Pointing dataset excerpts
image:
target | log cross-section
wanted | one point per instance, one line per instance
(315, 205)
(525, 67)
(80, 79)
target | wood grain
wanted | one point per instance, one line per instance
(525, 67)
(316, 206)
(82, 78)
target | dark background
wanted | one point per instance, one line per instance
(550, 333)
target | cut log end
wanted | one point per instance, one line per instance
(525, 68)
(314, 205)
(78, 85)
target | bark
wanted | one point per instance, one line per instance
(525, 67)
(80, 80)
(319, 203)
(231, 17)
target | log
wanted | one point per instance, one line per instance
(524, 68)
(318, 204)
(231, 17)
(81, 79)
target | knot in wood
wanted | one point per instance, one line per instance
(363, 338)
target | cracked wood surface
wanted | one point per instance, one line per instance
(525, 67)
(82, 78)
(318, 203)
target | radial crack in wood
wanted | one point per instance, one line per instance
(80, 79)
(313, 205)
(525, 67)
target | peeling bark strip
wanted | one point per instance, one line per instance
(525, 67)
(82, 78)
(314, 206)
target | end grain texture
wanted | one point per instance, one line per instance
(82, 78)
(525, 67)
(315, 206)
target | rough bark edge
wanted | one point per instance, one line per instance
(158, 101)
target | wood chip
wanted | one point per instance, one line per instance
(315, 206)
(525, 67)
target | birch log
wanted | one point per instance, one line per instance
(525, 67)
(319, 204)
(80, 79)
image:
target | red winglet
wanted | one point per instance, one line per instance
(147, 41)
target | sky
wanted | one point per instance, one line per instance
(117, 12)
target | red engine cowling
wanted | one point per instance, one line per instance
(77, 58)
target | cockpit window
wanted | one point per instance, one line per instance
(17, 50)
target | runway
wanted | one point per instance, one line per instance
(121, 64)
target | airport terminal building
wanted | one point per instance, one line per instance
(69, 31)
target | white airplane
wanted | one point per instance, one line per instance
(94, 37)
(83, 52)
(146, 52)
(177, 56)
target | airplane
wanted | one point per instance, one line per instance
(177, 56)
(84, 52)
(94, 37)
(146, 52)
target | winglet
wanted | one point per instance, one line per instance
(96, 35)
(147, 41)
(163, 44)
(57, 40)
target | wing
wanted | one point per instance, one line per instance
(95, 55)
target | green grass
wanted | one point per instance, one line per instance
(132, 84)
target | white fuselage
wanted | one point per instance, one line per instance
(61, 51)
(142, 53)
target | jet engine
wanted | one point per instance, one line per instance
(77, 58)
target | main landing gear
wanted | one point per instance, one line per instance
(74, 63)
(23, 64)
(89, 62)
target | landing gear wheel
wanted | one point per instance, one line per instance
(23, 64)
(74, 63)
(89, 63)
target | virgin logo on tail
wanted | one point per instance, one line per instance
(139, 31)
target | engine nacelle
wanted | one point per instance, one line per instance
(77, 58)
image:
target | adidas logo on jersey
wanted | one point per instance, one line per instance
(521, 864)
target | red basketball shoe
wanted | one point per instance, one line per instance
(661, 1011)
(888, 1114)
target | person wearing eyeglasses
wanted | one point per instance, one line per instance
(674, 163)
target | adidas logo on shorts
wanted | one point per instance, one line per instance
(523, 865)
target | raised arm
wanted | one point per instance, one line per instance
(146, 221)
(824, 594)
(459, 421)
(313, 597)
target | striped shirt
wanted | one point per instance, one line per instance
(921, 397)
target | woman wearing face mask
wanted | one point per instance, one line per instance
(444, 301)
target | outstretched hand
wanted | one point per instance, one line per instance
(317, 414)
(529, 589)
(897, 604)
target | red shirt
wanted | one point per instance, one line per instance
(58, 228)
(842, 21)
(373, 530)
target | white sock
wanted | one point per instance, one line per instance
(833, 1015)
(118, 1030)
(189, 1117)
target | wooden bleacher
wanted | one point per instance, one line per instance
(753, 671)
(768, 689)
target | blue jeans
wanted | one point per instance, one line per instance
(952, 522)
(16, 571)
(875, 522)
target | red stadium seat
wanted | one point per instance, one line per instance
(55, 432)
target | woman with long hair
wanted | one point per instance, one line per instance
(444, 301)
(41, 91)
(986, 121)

■ Written request
Extract each record, keeping it identical to the original.

■ Right answer
image:
target | log cross-section
wanted | one point per instance, one line per instance
(315, 205)
(525, 67)
(80, 79)
target | wood grain
wanted | one point per instance, one line per instance
(525, 67)
(316, 206)
(82, 78)
target | dark background
wanted | one point per instance, one line per instance
(550, 333)
target | cut log end
wanted | one point per instance, one line per instance
(525, 68)
(314, 205)
(78, 85)
target | bark
wanted | one point per instance, one line per instance
(525, 67)
(80, 80)
(319, 203)
(231, 17)
target | log
wanted | one point per instance, one line per instance
(524, 68)
(318, 204)
(231, 17)
(81, 79)
target | knot in wood
wanted | one point per instance, one line per instance
(363, 338)
target | cracked wood surface
wanted | one point per instance, one line per instance
(525, 67)
(82, 78)
(318, 203)
target | radial crack in wood
wanted | one point per instance, one line per instance
(80, 79)
(313, 205)
(525, 67)
target | peeling bark strip
wanted | one point per instance, one line per instance
(525, 67)
(82, 78)
(314, 206)
target | end grain texture
wanted | one point per instance, one line per instance
(82, 78)
(525, 67)
(315, 206)
target | rough bark edge
wanted | one point per instance, one line per instance
(158, 101)
target | wood chip
wanted | one point per instance, one line per instance
(315, 206)
(525, 67)
target | birch log
wanted | one point per instance, one line per instance
(525, 67)
(319, 204)
(80, 79)
image:
target | red winglet
wanted | one point per instance, one line per instance
(147, 41)
target | sky
wanted | one point per instance, one line per instance
(117, 12)
target | red engine cowling
wanted | one point per instance, one line per instance
(77, 58)
target | cockpit window
wanted | one point per instance, one line per instance
(17, 50)
target | runway
wanted | one point per instance, one line per instance
(121, 64)
target | airport terminal building
wanted | one point per instance, one line per instance
(69, 31)
target | white airplane
wanted | one point per instance, one line per instance
(94, 37)
(83, 52)
(146, 52)
(177, 56)
target | airplane
wanted | one point per instance, one line per instance
(177, 56)
(84, 52)
(94, 37)
(146, 52)
target | winglet
wanted | one point per instance, one line per instance
(96, 35)
(147, 41)
(163, 44)
(57, 40)
target | wing
wanted | one point per instance, one line per instance
(95, 55)
target | green grass
wanted | one point per instance, one line per instance
(132, 84)
target | white fuselage
wanted | one point per instance, one line per instance
(61, 51)
(142, 53)
target | jet engine
wanted | one point per instance, one line per instance
(77, 58)
target | main landing gear
wanted | one point per instance, one line per instance
(74, 63)
(23, 64)
(89, 62)
target | landing gear wheel
wanted | one point per instance, one line per instance
(23, 64)
(74, 63)
(89, 63)
target | virgin logo on tail
wanted | one point per instance, one line per instance
(139, 31)
target | engine nacelle
wanted | one point per instance, one line per instance
(77, 58)
image:
target | adidas logo on jersey
wanted | one point per instance, one line per instance
(521, 864)
target | red basketball shoe
wanted | one point per instance, one line per instance
(661, 1011)
(888, 1114)
target | person wearing eyeglasses
wanted | one point per instance, one line per instance
(674, 163)
target | adidas logo on shorts
wanted | one point per instance, one line per instance
(523, 865)
target | raised arm
wanted | one point per instance, one line per instance
(146, 221)
(824, 594)
(459, 421)
(313, 597)
target | striped shirt
wanted | one point per instance, one line per instance
(921, 397)
target | woman wearing face mask
wanted | one point per instance, one line per instance
(444, 301)
target | outstretched hand
wanted | one point per instance, one line per instance
(317, 414)
(529, 589)
(897, 604)
target | red shirt
wanted | one point per instance, one line per instance
(58, 228)
(842, 21)
(373, 530)
target | white sock
wanted | one point per instance, one line per instance
(833, 1015)
(118, 1030)
(189, 1117)
target | wooden bleacher
wanted | one point per instance, one line per instance
(753, 671)
(768, 689)
target | blue jeans
wanted | one point per instance, one line per instance
(952, 522)
(16, 571)
(875, 522)
target | red stadium seat
wanted | one point per instance, one line per instance
(55, 432)
target | woman with long hair
wanted | one point per instance, one line per instance
(444, 301)
(41, 91)
(986, 121)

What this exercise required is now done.